▶ **What is required**: Write out the records word for word, from the first line through the line that contains "[192, 499, 362, 566]", including both of those lines.
** Start of Dataset records **
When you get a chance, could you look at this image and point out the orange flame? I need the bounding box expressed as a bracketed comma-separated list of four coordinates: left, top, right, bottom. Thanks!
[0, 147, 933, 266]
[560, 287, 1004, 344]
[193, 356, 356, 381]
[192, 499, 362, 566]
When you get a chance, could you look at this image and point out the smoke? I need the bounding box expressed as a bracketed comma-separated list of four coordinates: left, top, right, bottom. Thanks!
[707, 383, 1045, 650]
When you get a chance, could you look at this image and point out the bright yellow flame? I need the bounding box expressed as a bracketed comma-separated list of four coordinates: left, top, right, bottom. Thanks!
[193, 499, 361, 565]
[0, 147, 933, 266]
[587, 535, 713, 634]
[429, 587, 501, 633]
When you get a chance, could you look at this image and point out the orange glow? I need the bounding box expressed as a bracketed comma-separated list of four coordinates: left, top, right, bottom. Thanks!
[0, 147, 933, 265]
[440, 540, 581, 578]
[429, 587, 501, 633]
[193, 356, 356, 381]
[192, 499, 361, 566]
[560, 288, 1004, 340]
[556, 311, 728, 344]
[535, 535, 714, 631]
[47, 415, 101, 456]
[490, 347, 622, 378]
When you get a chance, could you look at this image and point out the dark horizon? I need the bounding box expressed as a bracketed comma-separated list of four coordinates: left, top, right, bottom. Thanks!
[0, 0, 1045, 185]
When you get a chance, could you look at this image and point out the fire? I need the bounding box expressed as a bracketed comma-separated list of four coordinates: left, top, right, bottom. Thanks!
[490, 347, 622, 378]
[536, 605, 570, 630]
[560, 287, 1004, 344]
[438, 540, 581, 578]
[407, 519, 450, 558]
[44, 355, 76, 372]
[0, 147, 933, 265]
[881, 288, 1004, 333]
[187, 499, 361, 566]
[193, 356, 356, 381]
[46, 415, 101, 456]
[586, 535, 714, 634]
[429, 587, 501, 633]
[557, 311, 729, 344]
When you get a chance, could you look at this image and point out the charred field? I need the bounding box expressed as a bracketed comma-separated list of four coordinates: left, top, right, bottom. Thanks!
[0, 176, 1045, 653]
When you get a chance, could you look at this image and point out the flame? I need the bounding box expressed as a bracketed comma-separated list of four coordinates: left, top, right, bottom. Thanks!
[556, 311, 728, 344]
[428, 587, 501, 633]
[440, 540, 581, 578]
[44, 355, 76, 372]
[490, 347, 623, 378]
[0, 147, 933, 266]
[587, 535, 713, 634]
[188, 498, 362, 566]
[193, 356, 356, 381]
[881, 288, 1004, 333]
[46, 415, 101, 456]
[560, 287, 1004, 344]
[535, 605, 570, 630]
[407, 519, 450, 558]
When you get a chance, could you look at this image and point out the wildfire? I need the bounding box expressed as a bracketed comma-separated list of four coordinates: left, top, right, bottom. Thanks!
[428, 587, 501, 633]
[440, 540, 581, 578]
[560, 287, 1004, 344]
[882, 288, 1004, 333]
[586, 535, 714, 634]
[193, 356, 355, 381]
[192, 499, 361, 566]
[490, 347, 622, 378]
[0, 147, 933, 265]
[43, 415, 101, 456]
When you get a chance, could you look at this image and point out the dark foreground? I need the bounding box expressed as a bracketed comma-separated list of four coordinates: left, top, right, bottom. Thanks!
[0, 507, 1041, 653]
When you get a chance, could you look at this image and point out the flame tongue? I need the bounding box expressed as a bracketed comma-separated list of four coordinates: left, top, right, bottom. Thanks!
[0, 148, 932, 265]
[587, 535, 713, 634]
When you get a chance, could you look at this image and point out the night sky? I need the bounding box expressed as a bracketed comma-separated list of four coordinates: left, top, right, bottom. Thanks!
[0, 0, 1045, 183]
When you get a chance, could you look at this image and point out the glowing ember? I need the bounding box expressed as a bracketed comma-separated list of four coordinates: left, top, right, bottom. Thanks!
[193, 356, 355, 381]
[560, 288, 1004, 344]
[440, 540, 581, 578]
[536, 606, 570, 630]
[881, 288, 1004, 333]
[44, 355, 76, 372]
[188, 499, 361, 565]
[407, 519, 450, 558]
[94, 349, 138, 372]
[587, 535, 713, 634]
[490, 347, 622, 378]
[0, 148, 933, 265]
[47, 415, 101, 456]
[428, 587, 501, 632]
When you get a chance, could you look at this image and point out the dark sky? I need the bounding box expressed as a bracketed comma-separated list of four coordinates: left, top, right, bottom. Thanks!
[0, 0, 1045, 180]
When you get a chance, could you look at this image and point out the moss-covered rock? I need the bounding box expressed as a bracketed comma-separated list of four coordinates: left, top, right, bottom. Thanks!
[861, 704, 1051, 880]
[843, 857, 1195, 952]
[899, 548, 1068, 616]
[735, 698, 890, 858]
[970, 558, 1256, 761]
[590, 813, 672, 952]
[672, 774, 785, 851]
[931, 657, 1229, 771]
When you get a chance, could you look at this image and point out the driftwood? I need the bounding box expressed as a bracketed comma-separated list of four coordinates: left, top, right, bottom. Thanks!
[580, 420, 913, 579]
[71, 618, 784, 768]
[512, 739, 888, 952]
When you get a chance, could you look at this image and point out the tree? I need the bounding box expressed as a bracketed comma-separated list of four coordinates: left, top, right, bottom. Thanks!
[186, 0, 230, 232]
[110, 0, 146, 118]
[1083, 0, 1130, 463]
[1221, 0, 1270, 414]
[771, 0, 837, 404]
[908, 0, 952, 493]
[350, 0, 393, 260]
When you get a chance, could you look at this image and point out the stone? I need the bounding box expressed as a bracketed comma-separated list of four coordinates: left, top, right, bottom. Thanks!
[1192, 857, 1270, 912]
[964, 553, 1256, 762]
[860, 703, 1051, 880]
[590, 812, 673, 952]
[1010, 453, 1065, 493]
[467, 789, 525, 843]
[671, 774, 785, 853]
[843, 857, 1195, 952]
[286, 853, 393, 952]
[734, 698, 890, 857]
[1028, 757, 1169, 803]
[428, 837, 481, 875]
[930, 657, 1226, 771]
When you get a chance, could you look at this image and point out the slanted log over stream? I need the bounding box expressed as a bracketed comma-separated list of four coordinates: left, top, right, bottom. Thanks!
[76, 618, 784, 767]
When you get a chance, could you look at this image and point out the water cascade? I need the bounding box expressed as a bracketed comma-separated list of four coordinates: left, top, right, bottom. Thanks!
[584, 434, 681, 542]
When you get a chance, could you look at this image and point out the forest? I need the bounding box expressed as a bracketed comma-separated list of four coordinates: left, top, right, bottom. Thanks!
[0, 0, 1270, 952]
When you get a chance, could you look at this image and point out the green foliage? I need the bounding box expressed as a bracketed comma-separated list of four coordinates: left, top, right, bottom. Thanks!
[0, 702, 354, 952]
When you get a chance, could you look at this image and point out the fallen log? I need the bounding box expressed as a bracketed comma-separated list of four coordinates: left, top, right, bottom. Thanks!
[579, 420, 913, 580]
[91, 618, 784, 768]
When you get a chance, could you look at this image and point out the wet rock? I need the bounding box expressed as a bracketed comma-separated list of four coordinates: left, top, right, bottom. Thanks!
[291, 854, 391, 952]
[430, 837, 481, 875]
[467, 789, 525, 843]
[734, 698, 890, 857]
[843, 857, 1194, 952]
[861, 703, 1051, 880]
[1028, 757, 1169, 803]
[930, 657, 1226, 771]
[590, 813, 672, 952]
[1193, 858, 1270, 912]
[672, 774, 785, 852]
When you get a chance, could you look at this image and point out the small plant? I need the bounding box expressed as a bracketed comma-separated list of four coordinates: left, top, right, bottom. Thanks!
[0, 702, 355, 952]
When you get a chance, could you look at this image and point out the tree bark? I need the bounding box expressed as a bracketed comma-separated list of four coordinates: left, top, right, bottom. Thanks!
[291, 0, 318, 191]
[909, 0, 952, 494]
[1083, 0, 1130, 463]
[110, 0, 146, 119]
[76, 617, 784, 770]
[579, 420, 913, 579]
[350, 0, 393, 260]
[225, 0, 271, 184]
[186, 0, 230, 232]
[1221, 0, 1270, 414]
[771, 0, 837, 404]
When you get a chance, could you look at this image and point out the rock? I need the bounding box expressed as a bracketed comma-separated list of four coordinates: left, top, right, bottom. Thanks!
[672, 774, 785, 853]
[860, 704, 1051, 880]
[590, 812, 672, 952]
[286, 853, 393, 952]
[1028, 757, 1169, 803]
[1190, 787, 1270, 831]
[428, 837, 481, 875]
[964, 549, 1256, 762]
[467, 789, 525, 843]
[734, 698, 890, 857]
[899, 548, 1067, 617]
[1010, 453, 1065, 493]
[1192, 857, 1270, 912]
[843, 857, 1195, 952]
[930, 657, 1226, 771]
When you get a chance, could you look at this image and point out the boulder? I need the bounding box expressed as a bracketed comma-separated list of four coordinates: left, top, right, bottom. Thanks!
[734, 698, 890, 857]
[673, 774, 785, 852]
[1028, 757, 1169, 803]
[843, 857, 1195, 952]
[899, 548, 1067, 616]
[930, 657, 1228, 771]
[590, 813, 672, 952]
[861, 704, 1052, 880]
** End of Dataset records **
▶ **Solution**:
When you get a chance, could you look at this image and point out the orange flame? I need the bounding box expressed as a bracketed comma-separated list of four coordinates: left, top, right, bottom. Thanks!
[0, 147, 933, 266]
[560, 287, 1004, 344]
[193, 356, 356, 381]
[192, 499, 362, 566]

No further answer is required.